§ TEXTAUSZUG
--------

Sind Sie sich eigentlich bewusst, wie viel ein Genehmigungsverfahren - mit all den Auflagen der Rekultivierung - für eine Kies- oder Sandgrube kostet? - Das alles spiegelt sich bislang doch schon im Preis wider.

(Christian Dürr [FDP]: Sehr wichtig!)

Viele Flächen in Niedersachsen, für die noch Schürfrechte bestehen, werden nicht mehr angegangen, weil das Verfahren zu aufwendig und zu teuer ist. Ihre Rechnung kann daher gar nicht aufgehen, da Kommunen wie auch Unternehmen das Material aus anderen Gebieten anfordern. Und dann hätten Sie es geschafft, dass Abbauunternehmen aus Niedersachsen vertrieben würden und dass das Verkehrsaufkommen durch andere Einkäufe natürlich erhöht würde. Auch Herr Schminke hat Ihnen das klar und deutlich gesagt. Ich weiß nicht, warum Sie da so borniert sind.

(Zuruf von Enno Hagenah [GRÜNE])

Was für ein Unsinn also! - Das ist eine wirklich rühmliche Tat der Grünen und zeigt wieder mal deutlich Ihre Geisteshaltung.

--------

§ GEGEBENE DATEN
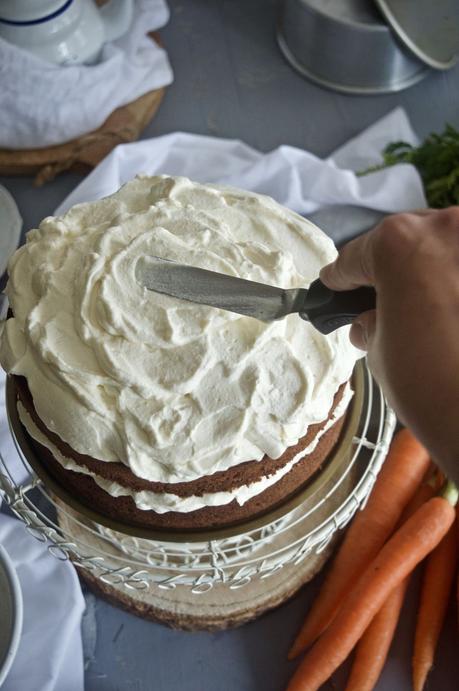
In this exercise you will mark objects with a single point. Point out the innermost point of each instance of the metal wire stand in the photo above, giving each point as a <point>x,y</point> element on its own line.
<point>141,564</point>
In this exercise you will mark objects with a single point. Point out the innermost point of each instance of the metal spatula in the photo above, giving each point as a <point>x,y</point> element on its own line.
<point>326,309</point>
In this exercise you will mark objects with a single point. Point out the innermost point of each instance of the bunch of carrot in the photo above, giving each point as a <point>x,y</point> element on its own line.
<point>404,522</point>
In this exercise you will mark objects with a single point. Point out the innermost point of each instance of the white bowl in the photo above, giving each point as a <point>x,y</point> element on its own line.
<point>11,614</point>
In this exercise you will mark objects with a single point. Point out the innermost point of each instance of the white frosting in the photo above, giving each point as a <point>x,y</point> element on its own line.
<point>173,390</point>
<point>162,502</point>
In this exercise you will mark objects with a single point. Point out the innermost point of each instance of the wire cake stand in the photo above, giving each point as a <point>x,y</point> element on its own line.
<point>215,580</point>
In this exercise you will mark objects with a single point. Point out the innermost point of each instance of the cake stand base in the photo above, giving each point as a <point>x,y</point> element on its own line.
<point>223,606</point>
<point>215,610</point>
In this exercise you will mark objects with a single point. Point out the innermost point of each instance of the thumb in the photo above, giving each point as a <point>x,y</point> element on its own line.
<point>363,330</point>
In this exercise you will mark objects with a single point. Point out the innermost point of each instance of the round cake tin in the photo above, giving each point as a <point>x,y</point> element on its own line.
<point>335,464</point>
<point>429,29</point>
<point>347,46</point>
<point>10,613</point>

--------

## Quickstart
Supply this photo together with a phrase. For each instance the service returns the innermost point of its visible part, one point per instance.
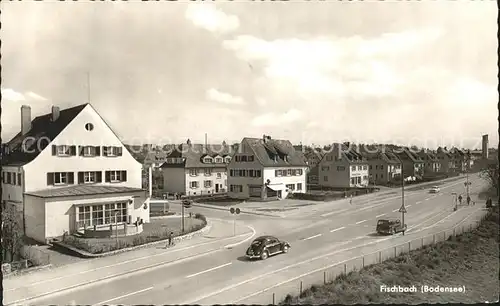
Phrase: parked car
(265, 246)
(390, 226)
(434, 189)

--------

§ ZU BEARBEITENDE AUFGABEN
**A.** Gib aus dem Textauszug zum Kies- und Sandabbau den Abschnitt wörtlich aus, der bei "Sind Sie sich" beginnt und bei "[FDP]: Sehr wichtig!)" endet.
**B.** Welche Zeilen der Auflistung enthalten die Zeichenfolge "metal"? Wähle jede davon aus und beachte dabei Groß- und Kleinschreibung.
Der Textauszug und die Auflistung stehen in keinem Zusammenhang miteinander.

§ LÖSUNGEN
**A.**
Sind Sie sich eigentlich bewusst, wie viel ein Genehmigungsverfahren - mit all den Auflagen der Rekultivierung - für eine Kies- oder Sandgrube kostet? - Das alles spiegelt sich bislang doch schon im Preis wider.

(Christian Dürr [FDP]: Sehr wichtig!)

**B.**
In this exercise you will mark objects with a single point. Point out the innermost point of each instance of the metal wire stand in the photo above, giving each point as a <point>x,y</point> element on its own line.
In this exercise you will mark objects with a single point. Point out the innermost point of each instance of the metal spatula in the photo above, giving each point as a <point>x,y</point> element on its own line.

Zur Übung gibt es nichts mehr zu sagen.